DATASET ENTRIES:
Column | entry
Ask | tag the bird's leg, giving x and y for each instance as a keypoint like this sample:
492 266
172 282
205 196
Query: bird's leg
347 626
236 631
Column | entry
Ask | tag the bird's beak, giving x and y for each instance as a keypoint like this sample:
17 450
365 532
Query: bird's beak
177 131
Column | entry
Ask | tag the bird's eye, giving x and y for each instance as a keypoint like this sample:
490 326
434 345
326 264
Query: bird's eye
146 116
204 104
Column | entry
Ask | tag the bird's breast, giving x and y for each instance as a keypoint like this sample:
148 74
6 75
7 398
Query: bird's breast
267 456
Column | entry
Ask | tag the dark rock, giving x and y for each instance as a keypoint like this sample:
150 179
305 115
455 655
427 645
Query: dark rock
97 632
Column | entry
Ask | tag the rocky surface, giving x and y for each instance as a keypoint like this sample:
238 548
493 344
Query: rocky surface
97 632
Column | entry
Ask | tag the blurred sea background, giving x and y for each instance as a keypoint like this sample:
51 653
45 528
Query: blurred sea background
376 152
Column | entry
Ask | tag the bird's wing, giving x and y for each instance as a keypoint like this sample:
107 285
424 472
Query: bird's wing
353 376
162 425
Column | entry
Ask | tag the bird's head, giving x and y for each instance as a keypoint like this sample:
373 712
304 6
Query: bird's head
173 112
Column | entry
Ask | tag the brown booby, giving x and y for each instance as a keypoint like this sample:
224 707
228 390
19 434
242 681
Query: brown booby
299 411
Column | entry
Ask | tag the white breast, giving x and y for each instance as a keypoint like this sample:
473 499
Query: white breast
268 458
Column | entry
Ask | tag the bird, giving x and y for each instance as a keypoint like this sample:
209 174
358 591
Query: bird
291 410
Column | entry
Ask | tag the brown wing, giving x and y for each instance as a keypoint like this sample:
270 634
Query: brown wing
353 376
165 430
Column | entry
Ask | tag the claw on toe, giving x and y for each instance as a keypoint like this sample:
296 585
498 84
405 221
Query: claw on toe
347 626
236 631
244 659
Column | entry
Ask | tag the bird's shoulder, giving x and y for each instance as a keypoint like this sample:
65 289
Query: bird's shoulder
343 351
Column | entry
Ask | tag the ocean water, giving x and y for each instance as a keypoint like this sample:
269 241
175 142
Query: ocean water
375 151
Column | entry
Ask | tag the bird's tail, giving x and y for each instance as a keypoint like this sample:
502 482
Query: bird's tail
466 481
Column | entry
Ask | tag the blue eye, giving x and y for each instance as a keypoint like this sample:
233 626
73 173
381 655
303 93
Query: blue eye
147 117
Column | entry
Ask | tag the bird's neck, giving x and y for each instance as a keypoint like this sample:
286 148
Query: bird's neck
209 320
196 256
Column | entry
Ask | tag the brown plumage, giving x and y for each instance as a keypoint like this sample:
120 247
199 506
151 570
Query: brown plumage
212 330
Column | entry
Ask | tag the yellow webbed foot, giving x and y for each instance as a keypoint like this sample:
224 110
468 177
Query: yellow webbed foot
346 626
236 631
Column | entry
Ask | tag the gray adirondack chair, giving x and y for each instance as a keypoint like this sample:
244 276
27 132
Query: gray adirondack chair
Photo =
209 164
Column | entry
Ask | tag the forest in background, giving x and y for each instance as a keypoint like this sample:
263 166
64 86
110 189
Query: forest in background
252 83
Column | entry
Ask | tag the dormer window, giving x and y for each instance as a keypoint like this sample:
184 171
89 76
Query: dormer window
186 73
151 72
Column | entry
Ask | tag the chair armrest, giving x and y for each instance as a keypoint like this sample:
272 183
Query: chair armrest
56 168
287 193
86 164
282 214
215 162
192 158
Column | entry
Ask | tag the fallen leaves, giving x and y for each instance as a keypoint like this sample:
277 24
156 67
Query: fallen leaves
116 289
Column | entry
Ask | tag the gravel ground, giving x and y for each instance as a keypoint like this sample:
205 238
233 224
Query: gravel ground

TASK INSTRUCTIONS:
From the records above, extract each line exactly as shown.

TASK OUTPUT:
Column | entry
Ask | tag the bird's leg, giving x and y for each instance as a keypoint like this sample:
492 266
172 282
205 196
Query: bird's leg
347 626
236 631
Column | entry
Ask | tag the bird's beak, giving x and y for each instance as a keypoint like this sample:
17 450
365 532
Query: bird's beak
177 131
Column | entry
Ask | tag the bird's eye, giving x and y for each instance as a keypoint like this sample:
490 326
434 345
326 264
Query: bird's eye
146 116
204 104
Column | entry
Ask | tag the bird's breast, giving x and y for each instance as a keypoint like this sample:
148 74
6 75
7 398
Query: bird's breast
267 456
Column | entry
Ask | tag the dark rock, giving x and y for each instance as a keypoint like this sample:
150 179
305 115
455 655
427 645
Query: dark rock
97 632
Column | entry
Ask | tag the rocky surface, giving x and y for each instance as a keypoint like this sample:
238 548
493 344
Query: rocky surface
97 632
Column | entry
Ask | tag the blurred sea background, giving x and y for each instance as a keypoint like this sample:
51 653
45 528
Query: blurred sea background
376 152
Column | entry
Ask | tag the bird's wing, giving x and y for each instance as a keypoint like this sample:
107 285
424 472
Query: bird's wing
353 376
162 425
Column | entry
Ask | tag the bird's head, giving x and y for each instance as a keypoint like this sample:
373 712
304 6
Query: bird's head
173 112
Column | entry
Ask | tag the brown booby, giving x and y for each instance as a keypoint like this sample:
224 707
228 390
19 434
242 681
Query: brown booby
299 411
Column | entry
Ask | tag the white breast, giving x and y for each instance as a keypoint like this sample:
473 499
Query: white breast
268 458
Column | entry
Ask | tag the bird, giving x and y for each instance as a keypoint like this sample:
209 174
358 591
Query: bird
291 410
Column | entry
Ask | tag the brown wing, giving x and y for each instance as a keypoint like this sample:
270 634
Query: brown wing
353 376
165 430
Column | entry
Ask | tag the claw on toe, giving x and y for each instance as a keypoint like this sample:
296 585
498 84
405 221
Query: claw on toe
347 626
236 631
244 659
Column | entry
Ask | tag the bird's shoulder, giving x and y for each instance as a keypoint like this sample:
65 289
Query: bird's shoulder
343 351
Column | entry
Ask | tag the ocean water, giving x and y for each instance as a keypoint like this sample:
269 241
175 142
Query: ocean water
375 151
Column | entry
Ask | tag the bird's tail, giving x and y for each instance as a keypoint like this sample:
502 482
Query: bird's tail
466 481
Column | entry
Ask | tag the blue eye, giving x and y for each instance as a keypoint like this sample:
233 626
73 173
381 655
303 93
Query: blue eye
147 117
Column | entry
Ask | tag the bird's neck, giving x and y for each instance as a keypoint like this sample:
286 148
Query: bird's neck
209 320
196 256
Column | entry
Ask | tag the brown plumage, giving x and y for each instance as a keypoint like this sample:
120 247
199 506
151 570
Query: brown plumage
212 330
Column | entry
Ask | tag the yellow webbed foot, giving x and y for each instance as a keypoint like this sample:
224 110
468 177
Query: yellow webbed foot
346 626
236 631
Column | entry
Ask | tag the gray adirondack chair, giving x and y for each instance as a keypoint like this sample:
244 276
27 132
Query: gray adirondack chair
Photo =
209 164
Column | entry
Ask | tag the forest in background, giving x and y for each instance as a keypoint like this sample:
263 166
64 86
110 189
Query: forest in background
252 83
Column | entry
Ask | tag the dormer window, giving x and y for each instance as a keypoint like this sample:
184 171
89 76
Query: dormer window
186 73
151 72
Column | entry
Ask | tag the chair armrest, giving x and y for each instance as a keypoint like this sample:
272 183
Query: chair armrest
56 168
287 193
86 164
282 214
215 162
192 158
Column | entry
Ask | tag the fallen leaves, giving x and y for each instance as a keypoint like this sample:
277 24
156 67
Query: fallen leaves
116 289
Column | entry
Ask | tag the gravel ground, giving x and y for each instance as a keypoint like this sample:
205 238
233 224
Query: gravel ground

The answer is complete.